Saved data entries
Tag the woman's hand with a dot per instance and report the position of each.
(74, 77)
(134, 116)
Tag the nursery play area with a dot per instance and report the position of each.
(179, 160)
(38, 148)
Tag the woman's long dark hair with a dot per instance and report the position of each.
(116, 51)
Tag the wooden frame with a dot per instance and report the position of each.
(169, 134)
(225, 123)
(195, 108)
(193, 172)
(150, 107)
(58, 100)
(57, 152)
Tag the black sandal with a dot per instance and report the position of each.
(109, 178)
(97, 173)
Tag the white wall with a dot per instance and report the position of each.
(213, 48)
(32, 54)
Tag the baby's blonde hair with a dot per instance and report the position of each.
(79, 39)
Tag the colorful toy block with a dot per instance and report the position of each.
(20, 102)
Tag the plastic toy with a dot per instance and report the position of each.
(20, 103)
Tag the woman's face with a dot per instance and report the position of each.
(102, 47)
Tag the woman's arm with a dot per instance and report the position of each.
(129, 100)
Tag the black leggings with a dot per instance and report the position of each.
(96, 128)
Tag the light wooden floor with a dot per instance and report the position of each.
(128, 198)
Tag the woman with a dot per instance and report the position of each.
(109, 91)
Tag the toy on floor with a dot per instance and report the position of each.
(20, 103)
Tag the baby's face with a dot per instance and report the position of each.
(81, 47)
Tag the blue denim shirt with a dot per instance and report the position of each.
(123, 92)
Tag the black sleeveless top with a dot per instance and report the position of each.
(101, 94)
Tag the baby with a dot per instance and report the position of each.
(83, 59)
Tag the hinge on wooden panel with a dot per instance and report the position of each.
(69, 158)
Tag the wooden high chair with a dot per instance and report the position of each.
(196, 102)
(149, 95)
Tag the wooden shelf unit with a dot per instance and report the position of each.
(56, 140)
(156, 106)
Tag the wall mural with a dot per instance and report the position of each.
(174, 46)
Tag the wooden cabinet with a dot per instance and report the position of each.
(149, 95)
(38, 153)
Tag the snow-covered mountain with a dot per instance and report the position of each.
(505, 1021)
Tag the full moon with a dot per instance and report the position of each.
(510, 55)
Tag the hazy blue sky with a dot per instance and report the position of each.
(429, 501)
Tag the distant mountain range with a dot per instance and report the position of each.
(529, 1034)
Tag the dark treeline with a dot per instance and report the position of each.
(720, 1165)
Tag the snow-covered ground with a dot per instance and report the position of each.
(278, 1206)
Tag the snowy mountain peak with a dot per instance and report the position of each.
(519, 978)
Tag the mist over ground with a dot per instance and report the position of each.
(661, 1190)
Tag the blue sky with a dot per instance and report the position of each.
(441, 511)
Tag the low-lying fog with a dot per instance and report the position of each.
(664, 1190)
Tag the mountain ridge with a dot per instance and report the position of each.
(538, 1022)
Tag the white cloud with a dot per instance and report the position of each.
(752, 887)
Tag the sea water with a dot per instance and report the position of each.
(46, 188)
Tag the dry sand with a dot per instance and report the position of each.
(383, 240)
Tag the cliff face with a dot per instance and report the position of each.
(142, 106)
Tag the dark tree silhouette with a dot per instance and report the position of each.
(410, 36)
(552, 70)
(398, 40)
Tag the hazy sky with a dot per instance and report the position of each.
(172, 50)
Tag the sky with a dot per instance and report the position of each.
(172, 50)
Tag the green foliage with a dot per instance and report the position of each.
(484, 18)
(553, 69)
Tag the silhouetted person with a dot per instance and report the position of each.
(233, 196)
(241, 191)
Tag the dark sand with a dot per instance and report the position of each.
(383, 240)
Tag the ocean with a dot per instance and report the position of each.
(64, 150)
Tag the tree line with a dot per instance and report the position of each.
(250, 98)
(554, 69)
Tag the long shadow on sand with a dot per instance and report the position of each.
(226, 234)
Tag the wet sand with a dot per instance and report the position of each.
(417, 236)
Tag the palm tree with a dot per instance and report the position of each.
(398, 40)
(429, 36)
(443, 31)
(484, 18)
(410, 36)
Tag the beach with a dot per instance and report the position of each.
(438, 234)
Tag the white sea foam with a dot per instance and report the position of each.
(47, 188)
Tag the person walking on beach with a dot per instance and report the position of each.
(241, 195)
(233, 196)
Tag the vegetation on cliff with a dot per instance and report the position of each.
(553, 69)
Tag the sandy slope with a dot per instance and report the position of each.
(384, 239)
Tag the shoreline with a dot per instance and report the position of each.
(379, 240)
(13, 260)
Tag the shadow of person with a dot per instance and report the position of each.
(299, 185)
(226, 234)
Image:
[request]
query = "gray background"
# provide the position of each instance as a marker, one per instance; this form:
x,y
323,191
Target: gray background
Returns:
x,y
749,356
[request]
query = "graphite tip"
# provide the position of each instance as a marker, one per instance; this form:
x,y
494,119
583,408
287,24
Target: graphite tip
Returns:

Set problem: Convert all of the lines above into a Markdown table with the columns "Row" and "Line text." Number the rows in order and omit any blank lines.

Exercise output:
| Row | Line text |
|---|---|
| 1 | Tag the woman's hand with a dot per instance and report the position of each. |
| 2 | (74, 77) |
| 3 | (134, 116) |
| 4 | Tag the nursery play area with a dot per instance and report the position of each. |
| 5 | (179, 160) |
| 6 | (38, 148) |
| 7 | Tag the woman's long dark hair with a dot per instance and report the position of each. |
| 8 | (116, 51) |
| 9 | Tag the wooden frame with a dot per instance and report the position of each. |
| 10 | (169, 134) |
| 11 | (225, 123) |
| 12 | (195, 108) |
| 13 | (193, 172) |
| 14 | (150, 107) |
| 15 | (58, 100) |
| 16 | (57, 152) |
| 17 | Tag the black sandal with a dot per instance and report the position of each. |
| 18 | (109, 178) |
| 19 | (97, 173) |
| 20 | Tag the white wall with a dot per instance and report the position of each. |
| 21 | (213, 48) |
| 22 | (32, 54) |
| 23 | Tag the baby's blonde hair with a dot per instance and report the position of each. |
| 24 | (79, 39) |
| 25 | Tag the colorful toy block with a dot per instance and report the position of each. |
| 26 | (20, 102) |
| 27 | Tag the plastic toy with a dot per instance and report the position of each. |
| 28 | (20, 103) |
| 29 | Tag the woman's face with a dot per instance and report the position of each. |
| 30 | (102, 47) |
| 31 | Tag the woman's arm with a dot per instance and report the position of each. |
| 32 | (129, 100) |
| 33 | Tag the black leggings with a dot per instance and report the position of each. |
| 34 | (96, 128) |
| 35 | Tag the light wooden floor with a dot per instance and report the position of each. |
| 36 | (128, 198) |
| 37 | Tag the woman with a dot per instance and report the position of each. |
| 38 | (109, 91) |
| 39 | Tag the toy on floor with a dot per instance and report the position of each. |
| 40 | (20, 103) |
| 41 | Tag the baby's face with a dot per instance and report the position of each. |
| 42 | (81, 47) |
| 43 | Tag the blue denim shirt with a dot per instance and report the position of each. |
| 44 | (123, 92) |
| 45 | Tag the black sleeveless top with a dot per instance and report the position of each. |
| 46 | (101, 94) |
| 47 | Tag the baby with a dot per instance and report the position of each. |
| 48 | (83, 59) |
| 49 | Tag the hinge on wooden panel with a dot per instance and report the position of each. |
| 50 | (69, 158) |
| 51 | Tag the wooden high chair with a dot per instance and report the position of each. |
| 52 | (196, 102) |
| 53 | (149, 95) |
| 54 | Tag the wooden shelf unit with a dot per instance and report the position of each. |
| 55 | (56, 140) |
| 56 | (156, 106) |
| 57 | Tag the wall mural with a dot per instance and report the position of each. |
| 58 | (174, 46) |
| 59 | Tag the wooden cabinet with a dot per instance and report the position of each. |
| 60 | (149, 95) |
| 61 | (38, 153) |
| 62 | Tag the snow-covered mountain with a dot per instance and report the position of each. |
| 63 | (505, 1021) |
| 64 | Tag the full moon with a dot per instance and report the position of each. |
| 65 | (510, 55) |
| 66 | Tag the hazy blue sky with a dot per instance and report the position of each. |
| 67 | (429, 501) |
| 68 | Tag the distant mountain range with a dot per instance and report the position of each. |
| 69 | (529, 1034) |
| 70 | Tag the dark treeline with a dot per instance and report the position of each. |
| 71 | (720, 1165) |
| 72 | Tag the snow-covered ground with a dot per instance and report the position of each. |
| 73 | (278, 1206) |
| 74 | Tag the snowy mountain peak with a dot per instance and report the position of each. |
| 75 | (519, 978) |
| 76 | Tag the mist over ground with a dot per instance and report the position of each. |
| 77 | (661, 1190) |
| 78 | Tag the blue sky with a dot per instance and report the position of each. |
| 79 | (441, 511) |
| 80 | Tag the low-lying fog with a dot per instance and report the position of each. |
| 81 | (664, 1190) |
| 82 | Tag the mountain ridge with a dot per instance and report the position of each. |
| 83 | (538, 1022) |
| 84 | Tag the white cloud with a dot per instance and report the position of each. |
| 85 | (752, 887) |
| 86 | Tag the sea water with a dot per instance and report the position of each. |
| 87 | (46, 188) |
| 88 | Tag the dry sand with a dot per instance and report the position of each. |
| 89 | (383, 240) |
| 90 | Tag the cliff face with a dot per instance and report the position of each. |
| 91 | (142, 106) |
| 92 | Tag the dark tree silhouette with a dot per instance and report the position of each. |
| 93 | (410, 36) |
| 94 | (552, 70) |
| 95 | (398, 40) |
| 96 | Tag the hazy sky with a dot per instance and report the position of each. |
| 97 | (172, 50) |
| 98 | Tag the sky with a dot per instance and report the position of each. |
| 99 | (172, 50) |
| 100 | Tag the green foliage with a dot per instance and report the position of each. |
| 101 | (484, 18) |
| 102 | (553, 69) |
| 103 | Tag the silhouetted person with a dot per instance and report the position of each. |
| 104 | (233, 196) |
| 105 | (241, 191) |
| 106 | Tag the dark sand with a dot per instance and report the position of each. |
| 107 | (383, 240) |
| 108 | Tag the ocean with a dot per instance and report the position of each. |
| 109 | (64, 150) |
| 110 | Tag the tree line with a dot per instance and report the position of each. |
| 111 | (250, 98) |
| 112 | (554, 69) |
| 113 | Tag the long shadow on sand with a dot per instance and report the position of each. |
| 114 | (226, 234) |
| 115 | Tag the wet sand with a dot per instance and report the position of each. |
| 116 | (417, 236) |
| 117 | Tag the palm tree with a dot per instance and report the position of each. |
| 118 | (398, 40) |
| 119 | (429, 36) |
| 120 | (443, 31) |
| 121 | (484, 18) |
| 122 | (410, 36) |
| 123 | Tag the beach with a dot per instance and report the position of each. |
| 124 | (438, 234) |
| 125 | Tag the white sea foam with a dot per instance and report the position of each. |
| 126 | (47, 188) |
| 127 | Tag the person walking on beach with a dot per instance and report the position of each. |
| 128 | (241, 195) |
| 129 | (233, 196) |
| 130 | Tag the vegetation on cliff with a dot per instance and report the position of each. |
| 131 | (553, 69) |
| 132 | Tag the sandy slope with a dot per instance and report the position of each. |
| 133 | (384, 239) |
| 134 | Tag the shoreline with a dot per instance and report the position of each. |
| 135 | (379, 240) |
| 136 | (13, 260) |
| 137 | Tag the shadow of person with a dot per instance and report the position of each. |
| 138 | (299, 185) |
| 139 | (226, 234) |
| 140 | Image: |
| 141 | [request] |
| 142 | query = "gray background" |
| 143 | # provide the position of each instance as a marker, one per instance; this form: |
| 144 | x,y |
| 145 | 323,191 |
| 146 | Target: gray background |
| 147 | Returns: |
| 148 | x,y |
| 149 | 749,356 |
| 150 | [request] |
| 151 | query = "graphite tip" |
| 152 | # provide the position of each instance as a marker, one per instance; this form: |
| 153 | x,y |
| 154 | 494,119 |
| 155 | 583,408 |
| 156 | 287,24 |
| 157 | Target: graphite tip |
| 158 | Returns: |